• PROBLEM TO WORK ON: Search term "exact": please copy every line of the records below that contains it.

• PROVIDED DATA:
>>>

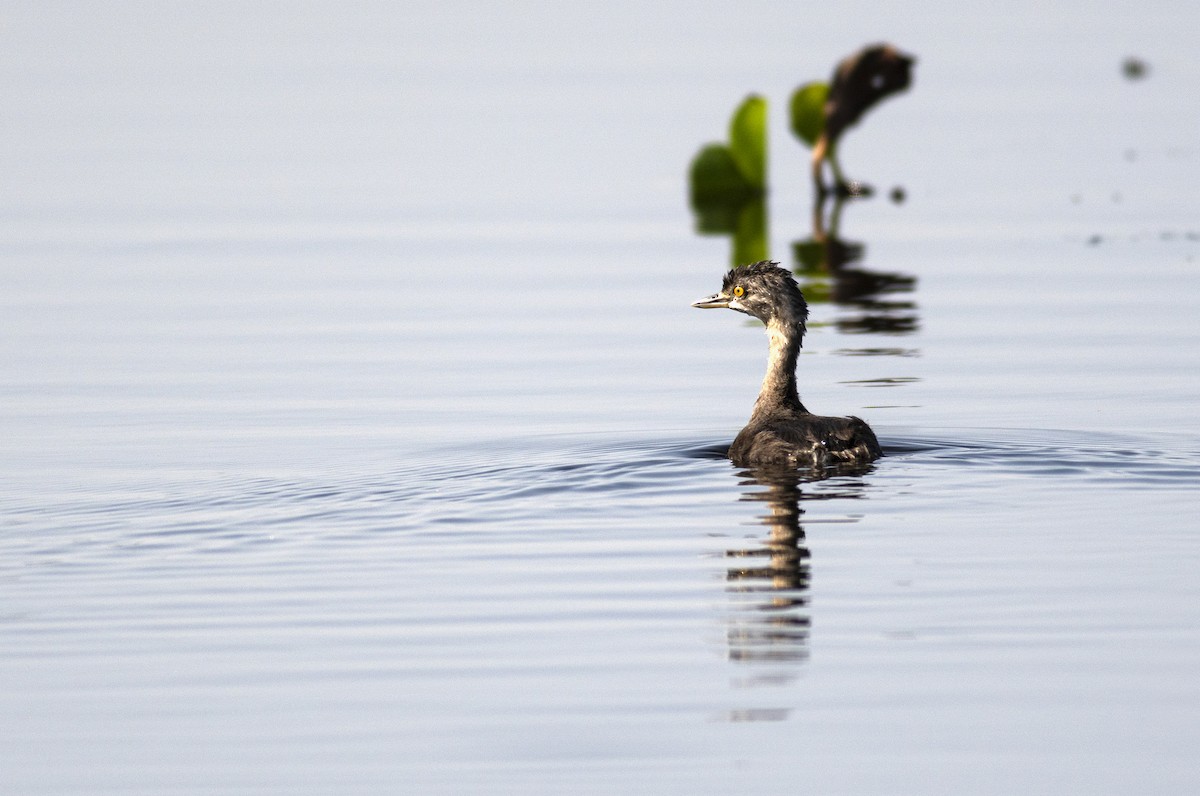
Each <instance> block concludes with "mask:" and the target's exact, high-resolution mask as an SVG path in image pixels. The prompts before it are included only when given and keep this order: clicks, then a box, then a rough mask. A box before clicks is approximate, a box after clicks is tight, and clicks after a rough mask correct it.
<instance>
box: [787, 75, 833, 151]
mask: <svg viewBox="0 0 1200 796" xmlns="http://www.w3.org/2000/svg"><path fill="white" fill-rule="evenodd" d="M828 97H829V84H828V83H806V84H804V85H802V86H800V88H798V89H796V91H794V92H793V94H792V103H791V115H792V132H793V133H796V137H797V138H799V139H800V140H803V142H804V143H805V144H806V145H808V146H809V148H810V149H811V148H812V145H814V144H816V143H817V138H820V137H821V133H822V132H823V131H824V103H826V100H827V98H828Z"/></svg>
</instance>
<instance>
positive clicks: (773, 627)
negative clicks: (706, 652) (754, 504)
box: [725, 465, 871, 683]
mask: <svg viewBox="0 0 1200 796" xmlns="http://www.w3.org/2000/svg"><path fill="white" fill-rule="evenodd" d="M870 467H871V466H870V465H853V466H842V467H840V468H839V469H836V471H835V472H836V474H853V473H863V472H865V471H868V469H870ZM827 474H828V471H827V472H824V473H822V474H820V475H816V474H814V473H809V472H805V471H803V469H785V468H770V469H767V468H755V469H745V471H742V473H740V475H742V478H743V480H742V483H740V485H742V486H744V487H748V489H746V491H745V492H744V493H743V497H742V499H743V501H745V502H757V503H763V504H766V507H767V513H766V514H762V515H760V516H758V520H760V522H761V523H762V525H763V526H766V527H767V533H766V535H762V537H758V538H755V539H754V540H752V543H750V544H749V546H745V547H739V549H734V550H727V551H726V553H725V556H726V559H727V562H728V568H727V570H726V591H727V592H728V593H730V594H731V598H732V603H733V611H732V612H731V614H730V628H728V656H730V660H733V662H738V663H746V664H763V665H764V666H766V668H764V669H763V671H761V672H756V676H755V677H754V680H752V682H755V683H757V682H780V681H781V680H782V681H788V680H791V678H792V677H793V676H794V674H796V671H794V668H790V666H788V664H796V663H798V662H803V660H805V659H806V658H808V654H809V651H808V641H809V632H810V629H811V617H810V616H809V611H808V605H809V594H808V592H809V583H810V581H811V561H810V558H811V553H810V552H809V549H808V546H806V545H805V543H804V538H805V537H804V527H803V525H802V523H800V517H802V516H803V515H804V509H803V508H800V507H802V503H803V502H804V501H811V499H829V498H834V497H836V498H851V497H858V496H860V493H862V489H863V486H862V484H860V483H858V481H857V480H854V479H844V478H840V479H838V486H836V487H835V489H824V487H823V489H822V490H821V491H820V492H816V491H810V492H808V493H805V492H804V490H803V485H804V484H805V483H811V481H814V480H816V479H817V478H824V477H826V475H827ZM775 665H782V668H781V669H780V668H778V666H775Z"/></svg>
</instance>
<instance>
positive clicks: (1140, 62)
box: [1121, 55, 1150, 80]
mask: <svg viewBox="0 0 1200 796" xmlns="http://www.w3.org/2000/svg"><path fill="white" fill-rule="evenodd" d="M1121 73H1122V74H1124V77H1126V79H1127V80H1141V79H1142V78H1145V77H1146V76H1148V74H1150V64H1147V62H1146V61H1144V60H1142V59H1140V58H1138V56H1136V55H1130V56H1129V58H1127V59H1126V60H1124V61H1122V62H1121Z"/></svg>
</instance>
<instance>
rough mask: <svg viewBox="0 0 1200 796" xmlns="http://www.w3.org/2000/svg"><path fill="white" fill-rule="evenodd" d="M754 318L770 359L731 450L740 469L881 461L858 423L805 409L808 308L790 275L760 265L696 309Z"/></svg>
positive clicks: (798, 289)
mask: <svg viewBox="0 0 1200 796" xmlns="http://www.w3.org/2000/svg"><path fill="white" fill-rule="evenodd" d="M692 306H694V307H701V309H715V307H724V309H730V310H737V311H738V312H745V313H746V315H751V316H754V317H756V318H758V319H760V321H762V322H763V323H764V324H767V335H768V336H769V337H770V355H769V358H768V360H767V376H766V377H764V378H763V381H762V391H761V393H760V394H758V400H757V401H756V402H755V405H754V413H752V414H751V415H750V423H748V424H746V427H745V429H743V430H742V432H740V433H738V436H737V438H734V441H733V444H732V445H731V447H730V459H731V460H732V461H733V463H734V465H738V466H739V467H756V466H764V465H769V466H787V467H824V466H826V465H836V463H840V462H846V463H865V462H869V461H874V460H876V459H878V457H880V456H882V455H883V451H882V450H881V449H880V443H878V441H877V439H876V438H875V432H874V431H871V427H870V426H869V425H866V423H864V421H863V420H860V419H858V418H823V417H818V415H816V414H812V413H811V412H809V411H808V409H805V408H804V405H803V403H800V396H799V393H798V391H797V389H796V360H797V358H798V357H799V353H800V342H802V340H803V339H804V331H805V325H804V324H805V321H808V317H809V305H808V304H806V303H805V301H804V295H803V294H802V293H800V288H799V286H797V285H796V280H793V279H792V275H791V274H790V273H788V271H787V270H785V269H782V268H780V267H779V265H778V264H776V263H772V262H767V261H762V262H758V263H752V264H750V265H743V267H742V268H734V269H733V270H731V271H730V273H728V274H726V275H725V281H724V282H722V285H721V292H720V293H714V294H713V295H709V297H707V298H704V299H701V300H700V301H696V303H695V304H692Z"/></svg>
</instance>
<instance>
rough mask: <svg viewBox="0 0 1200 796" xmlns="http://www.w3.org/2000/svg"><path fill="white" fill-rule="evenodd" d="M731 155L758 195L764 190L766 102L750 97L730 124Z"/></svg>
mask: <svg viewBox="0 0 1200 796" xmlns="http://www.w3.org/2000/svg"><path fill="white" fill-rule="evenodd" d="M730 154H732V155H733V161H734V162H736V163H737V164H738V170H739V172H742V176H744V178H745V179H746V181H748V182H749V184H750V185H752V186H754V187H755V188H757V190H758V191H766V190H767V101H766V100H764V98H763V97H761V96H758V95H756V94H751V95H750V96H748V97H746V98H745V100H744V101H743V102H742V104H740V106H738V109H737V112H734V114H733V121H732V122H730Z"/></svg>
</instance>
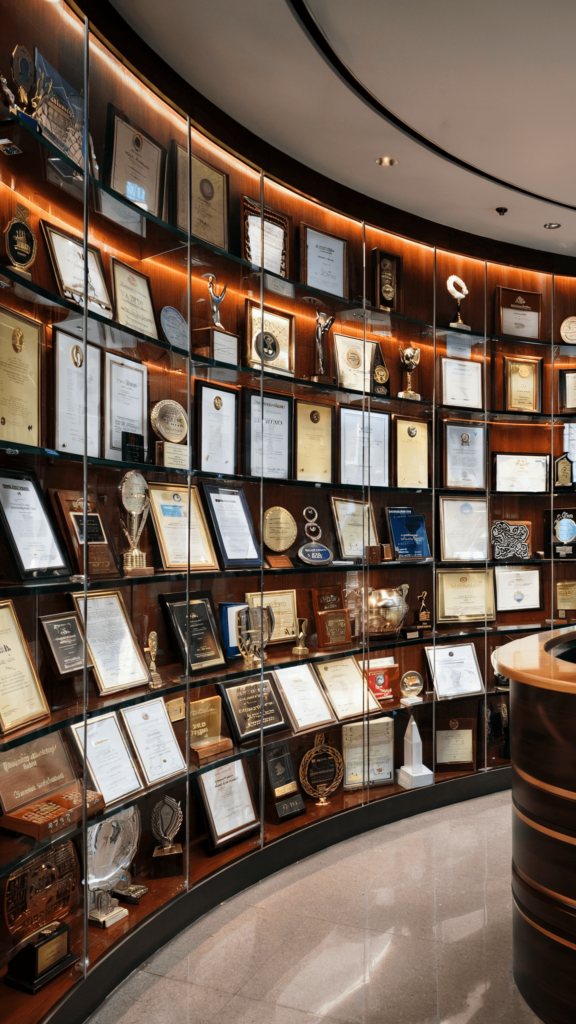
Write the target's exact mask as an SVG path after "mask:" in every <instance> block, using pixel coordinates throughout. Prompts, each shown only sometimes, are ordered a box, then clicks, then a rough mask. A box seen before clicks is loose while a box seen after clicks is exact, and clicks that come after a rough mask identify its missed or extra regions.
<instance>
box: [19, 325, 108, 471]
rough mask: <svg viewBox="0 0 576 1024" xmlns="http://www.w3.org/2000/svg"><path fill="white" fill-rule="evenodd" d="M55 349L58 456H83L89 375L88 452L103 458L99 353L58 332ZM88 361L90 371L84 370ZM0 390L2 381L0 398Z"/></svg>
mask: <svg viewBox="0 0 576 1024" xmlns="http://www.w3.org/2000/svg"><path fill="white" fill-rule="evenodd" d="M0 323H1V322H0ZM0 344H1V340H0ZM52 348H53V352H54V431H55V436H54V447H55V449H56V452H70V453H71V454H72V455H83V454H84V376H85V374H86V373H87V375H88V381H87V388H88V402H87V411H86V413H87V416H86V418H87V423H88V443H87V452H88V455H89V456H94V457H95V458H96V459H97V458H99V454H100V351H99V349H98V348H96V347H95V345H86V346H84V342H83V341H81V340H80V339H78V338H72V337H71V336H70V335H69V334H66V333H65V332H64V331H59V330H58V329H57V328H54V329H53V331H52ZM85 359H87V362H88V365H87V367H84V360H85ZM1 387H2V384H1V381H0V395H1ZM27 443H29V444H30V443H31V441H28V442H27Z"/></svg>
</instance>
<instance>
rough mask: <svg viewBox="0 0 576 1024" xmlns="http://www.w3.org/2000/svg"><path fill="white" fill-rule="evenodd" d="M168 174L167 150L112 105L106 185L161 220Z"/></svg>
mask: <svg viewBox="0 0 576 1024" xmlns="http://www.w3.org/2000/svg"><path fill="white" fill-rule="evenodd" d="M165 171H166V150H165V147H164V146H163V145H161V144H160V142H157V141H156V139H154V138H153V137H152V135H149V134H148V132H146V131H145V130H143V128H140V127H139V126H138V125H137V124H136V123H135V122H134V121H132V120H131V118H129V117H127V115H126V114H124V113H123V112H122V111H119V110H118V108H116V106H114V105H113V103H109V104H108V120H107V133H106V144H105V160H104V168H102V180H104V183H105V185H107V186H108V187H109V188H113V189H114V191H117V193H120V195H121V196H124V197H125V198H126V199H128V200H130V202H131V203H134V204H135V205H136V206H139V207H140V209H141V210H147V211H148V212H149V213H151V214H152V215H153V216H154V217H162V207H163V203H164V175H165Z"/></svg>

<<<

• TASK ANSWER:
Each <instance> block concludes with "mask:" and the target's exact, high-resolution mask as an SVG path in image pixels. The prompts before it are included only when given and keep this order: clicks, then a box, then a rough mask. A box before clicks is approximate, a box after clicks is tight, and clicks after a rough mask correct it.
Write the target's exact mask as an SVG path after "mask:" in every <instance> block, using pixel coordinates throughout. Prompts, each shown only sometimes, are ordered a box, then clicks, then a rough mask. A box seen before clicks is loose while a box seen after clicks is exact, and clicks that come after a rough mask identify its missed or extra regions.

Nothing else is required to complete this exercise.